Natural-language object grounding data
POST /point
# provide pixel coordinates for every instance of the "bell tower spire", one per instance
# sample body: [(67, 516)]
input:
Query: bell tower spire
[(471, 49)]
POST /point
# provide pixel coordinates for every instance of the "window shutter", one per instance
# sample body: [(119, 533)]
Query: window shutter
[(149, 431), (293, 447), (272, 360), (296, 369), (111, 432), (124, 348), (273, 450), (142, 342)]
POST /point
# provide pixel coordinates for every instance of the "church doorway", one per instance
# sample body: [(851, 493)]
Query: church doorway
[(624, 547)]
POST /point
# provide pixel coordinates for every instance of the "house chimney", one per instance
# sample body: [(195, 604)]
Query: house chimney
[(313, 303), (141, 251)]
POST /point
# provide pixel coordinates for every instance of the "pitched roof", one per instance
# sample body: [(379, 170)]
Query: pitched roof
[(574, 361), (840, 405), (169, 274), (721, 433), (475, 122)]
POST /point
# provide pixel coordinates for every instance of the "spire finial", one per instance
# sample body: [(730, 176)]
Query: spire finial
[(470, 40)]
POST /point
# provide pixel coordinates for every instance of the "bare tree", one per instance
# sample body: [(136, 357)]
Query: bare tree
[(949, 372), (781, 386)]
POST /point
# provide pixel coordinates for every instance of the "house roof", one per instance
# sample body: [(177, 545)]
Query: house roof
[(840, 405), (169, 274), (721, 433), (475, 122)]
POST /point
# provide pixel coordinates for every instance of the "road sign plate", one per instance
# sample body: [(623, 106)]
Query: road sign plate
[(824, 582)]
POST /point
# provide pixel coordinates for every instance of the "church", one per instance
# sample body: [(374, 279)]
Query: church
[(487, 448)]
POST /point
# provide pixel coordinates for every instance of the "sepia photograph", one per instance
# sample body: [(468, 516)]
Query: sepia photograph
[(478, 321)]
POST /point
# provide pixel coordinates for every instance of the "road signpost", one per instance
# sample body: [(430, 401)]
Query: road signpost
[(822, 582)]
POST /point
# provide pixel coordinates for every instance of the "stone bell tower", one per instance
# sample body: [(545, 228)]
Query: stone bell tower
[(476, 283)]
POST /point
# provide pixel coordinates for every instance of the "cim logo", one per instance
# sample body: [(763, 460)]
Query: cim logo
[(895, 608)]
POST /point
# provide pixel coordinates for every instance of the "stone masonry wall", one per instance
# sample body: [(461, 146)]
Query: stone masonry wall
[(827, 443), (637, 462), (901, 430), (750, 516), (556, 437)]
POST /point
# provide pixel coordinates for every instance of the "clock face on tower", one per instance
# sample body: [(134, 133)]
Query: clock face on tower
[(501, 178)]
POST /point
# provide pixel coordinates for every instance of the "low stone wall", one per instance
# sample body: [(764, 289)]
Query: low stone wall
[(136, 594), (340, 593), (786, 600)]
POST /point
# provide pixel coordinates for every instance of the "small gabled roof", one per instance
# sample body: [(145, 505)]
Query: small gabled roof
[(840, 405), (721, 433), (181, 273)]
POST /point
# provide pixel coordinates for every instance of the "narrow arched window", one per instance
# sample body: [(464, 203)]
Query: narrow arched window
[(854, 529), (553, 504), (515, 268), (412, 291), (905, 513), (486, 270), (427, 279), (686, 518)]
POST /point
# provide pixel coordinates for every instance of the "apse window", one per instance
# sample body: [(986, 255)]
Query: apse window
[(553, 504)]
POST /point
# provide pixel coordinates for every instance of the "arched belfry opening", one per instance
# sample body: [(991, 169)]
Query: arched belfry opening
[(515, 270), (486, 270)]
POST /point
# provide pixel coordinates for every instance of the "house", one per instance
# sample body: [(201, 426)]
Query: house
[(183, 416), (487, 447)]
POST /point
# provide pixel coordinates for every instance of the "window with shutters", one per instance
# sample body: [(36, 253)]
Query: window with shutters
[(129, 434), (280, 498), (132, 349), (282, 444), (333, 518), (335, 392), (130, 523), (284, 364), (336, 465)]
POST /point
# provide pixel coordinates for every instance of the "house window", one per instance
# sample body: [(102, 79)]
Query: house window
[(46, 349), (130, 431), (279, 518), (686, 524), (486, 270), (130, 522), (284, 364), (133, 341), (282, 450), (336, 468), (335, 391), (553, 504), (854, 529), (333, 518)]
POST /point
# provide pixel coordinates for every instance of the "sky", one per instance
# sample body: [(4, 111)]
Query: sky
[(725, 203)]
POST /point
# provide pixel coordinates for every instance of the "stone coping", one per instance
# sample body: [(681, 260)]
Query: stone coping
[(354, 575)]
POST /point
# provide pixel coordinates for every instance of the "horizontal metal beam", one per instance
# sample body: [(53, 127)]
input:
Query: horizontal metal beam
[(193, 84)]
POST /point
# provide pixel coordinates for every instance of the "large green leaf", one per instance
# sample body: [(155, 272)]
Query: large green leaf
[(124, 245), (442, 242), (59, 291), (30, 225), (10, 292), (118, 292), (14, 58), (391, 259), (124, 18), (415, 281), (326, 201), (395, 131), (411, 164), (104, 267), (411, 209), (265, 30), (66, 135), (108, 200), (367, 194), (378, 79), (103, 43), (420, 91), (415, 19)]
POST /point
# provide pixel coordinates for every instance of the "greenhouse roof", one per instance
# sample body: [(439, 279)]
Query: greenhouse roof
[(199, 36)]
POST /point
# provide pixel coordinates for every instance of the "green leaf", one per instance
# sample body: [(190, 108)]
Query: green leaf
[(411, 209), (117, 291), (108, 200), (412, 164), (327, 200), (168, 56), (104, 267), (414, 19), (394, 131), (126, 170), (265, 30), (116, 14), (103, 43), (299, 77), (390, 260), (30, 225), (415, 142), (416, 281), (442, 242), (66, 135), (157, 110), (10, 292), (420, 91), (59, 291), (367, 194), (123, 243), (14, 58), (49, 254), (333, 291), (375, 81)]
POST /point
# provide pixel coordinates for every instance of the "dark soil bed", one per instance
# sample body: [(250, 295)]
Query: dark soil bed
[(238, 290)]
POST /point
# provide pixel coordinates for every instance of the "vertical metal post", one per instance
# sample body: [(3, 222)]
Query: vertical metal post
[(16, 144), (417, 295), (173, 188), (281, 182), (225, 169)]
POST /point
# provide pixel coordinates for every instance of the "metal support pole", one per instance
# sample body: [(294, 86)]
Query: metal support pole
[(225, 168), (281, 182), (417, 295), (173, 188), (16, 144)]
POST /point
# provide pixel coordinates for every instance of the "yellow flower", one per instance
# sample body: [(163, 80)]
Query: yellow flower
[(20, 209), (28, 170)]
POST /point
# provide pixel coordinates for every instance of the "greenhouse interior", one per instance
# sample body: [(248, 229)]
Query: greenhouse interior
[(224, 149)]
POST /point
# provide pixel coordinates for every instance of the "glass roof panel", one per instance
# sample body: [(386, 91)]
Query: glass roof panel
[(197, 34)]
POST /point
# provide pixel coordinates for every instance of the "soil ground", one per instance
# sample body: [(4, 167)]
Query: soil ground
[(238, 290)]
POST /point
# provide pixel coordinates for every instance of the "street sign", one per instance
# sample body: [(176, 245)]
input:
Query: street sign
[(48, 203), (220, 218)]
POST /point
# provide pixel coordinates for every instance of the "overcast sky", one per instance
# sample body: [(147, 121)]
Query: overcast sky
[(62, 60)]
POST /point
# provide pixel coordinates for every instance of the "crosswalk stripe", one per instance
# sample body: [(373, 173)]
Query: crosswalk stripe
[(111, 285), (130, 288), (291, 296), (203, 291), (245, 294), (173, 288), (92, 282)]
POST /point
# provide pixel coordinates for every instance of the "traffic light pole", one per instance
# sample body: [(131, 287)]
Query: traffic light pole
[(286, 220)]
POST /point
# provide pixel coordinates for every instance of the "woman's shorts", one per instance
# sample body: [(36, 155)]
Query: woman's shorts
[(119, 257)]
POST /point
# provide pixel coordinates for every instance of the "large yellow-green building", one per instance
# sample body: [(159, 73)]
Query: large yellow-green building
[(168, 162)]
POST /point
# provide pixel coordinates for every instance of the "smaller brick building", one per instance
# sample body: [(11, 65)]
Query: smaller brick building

_Work instructions_
Using the data above, reproduce exactly the lines between those holding "# sample body: [(53, 127)]" and "# sample body: [(294, 86)]", inclusive, and no others.

_Response to this task_
# sample body: [(53, 127)]
input:
Query: horizontal metal beam
[(193, 84)]
POST /point
# provide pixel coordinates for every instance of the "large green leaf", one per instance
# sample body: [(155, 272)]
Query: large green leaf
[(124, 245), (442, 242), (59, 291), (30, 225), (10, 292), (118, 292), (14, 58), (391, 259), (124, 18), (415, 281), (326, 201), (395, 131), (411, 164), (104, 267), (411, 209), (265, 30), (66, 135), (108, 200), (367, 194), (378, 79), (103, 43), (420, 91), (415, 19)]
POST /point
# provide pixel coordinates for every instance of the "greenhouse roof", one per instance
# sample body: [(439, 279)]
Query: greenhouse roof
[(199, 36)]
POST /point
# provide pixel coordinates for every instance of the "green leaf", one per instance
# sample body: [(190, 108)]
Query: green leaf
[(411, 209), (117, 291), (108, 200), (412, 164), (327, 200), (168, 56), (104, 267), (414, 19), (394, 131), (126, 170), (265, 30), (116, 14), (103, 43), (299, 77), (390, 260), (30, 225), (415, 142), (416, 281), (442, 242), (66, 135), (157, 110), (10, 292), (420, 91), (59, 291), (367, 194), (123, 243), (14, 58), (49, 254), (333, 291), (375, 81)]
POST /point
# provide pixel coordinates for every instance of the "dark soil bed", one per instance
# sample body: [(250, 295)]
Query: dark soil bed
[(238, 290)]
POST /point
# provide pixel coordinates for every instance of the "vertical metal post", one per instance
# sample body: [(3, 222)]
Query: vertical metal post
[(16, 144), (417, 295), (173, 188), (281, 182), (225, 169)]
POST /point
# provide pixel coordinates for every instance of the "metal support pole", one per instance
# sample body: [(294, 86)]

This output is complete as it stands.